--- SELECTED TEXT ---
---

Giver/Taker ... or as Harley says: "We all have split personalities"
The Giver's Rule ... do whatever you can to make others happy and avoid anything that makes others unhappy even it it makes you unhappy.
Everyone has a giver. EVERYONE. Freeloaders, Renters, Buyers .... criminals ... Grandma .... your MIL .... your cheating spouse.... your faithful spouse. Our Giver wants us to make a positive difference in the lives of others and it grows out of our instinct to provide care. "give until it hurts"
The Taker's Rule ... do whatever you can to make yourself happy and avoid anything that makes you unhappy, even if it makes others unhappy.
Everyone has a Taker. EVERYONE. Freeloaders, Renters, Buyers ... criminals ... Grandma ... your MIL ... your cheating spouse ... your faithful spouse ... Our Taker wants us to get the most out of life, and it grows out of our basic instinct for self-preservation. "get what you need in life"

---

--- SUPPLIED DATA ---

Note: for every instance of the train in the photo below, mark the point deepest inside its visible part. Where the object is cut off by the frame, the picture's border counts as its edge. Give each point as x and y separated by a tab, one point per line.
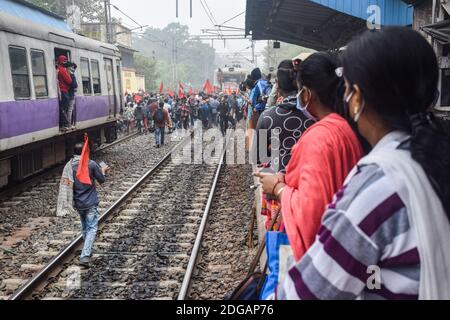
30	137
229	77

---

--- WRITTEN INSTRUCTION 1 ---
Repeat the text on givers and takers word for word from "Giver/Taker ... or" to "makes you unhappy.".
--- WRITTEN INSTRUCTION 2 ---
In the text on givers and takers, what instinct does the Taker grow out of?
The lines have nothing to do with the text on givers and takers.

--- EXERCISE RESPONSE 1 ---
Giver/Taker ... or as Harley says: "We all have split personalities"
The Giver's Rule ... do whatever you can to make others happy and avoid anything that makes others unhappy even it it makes you unhappy.

--- EXERCISE RESPONSE 2 ---
The basic instinct for self-preservation.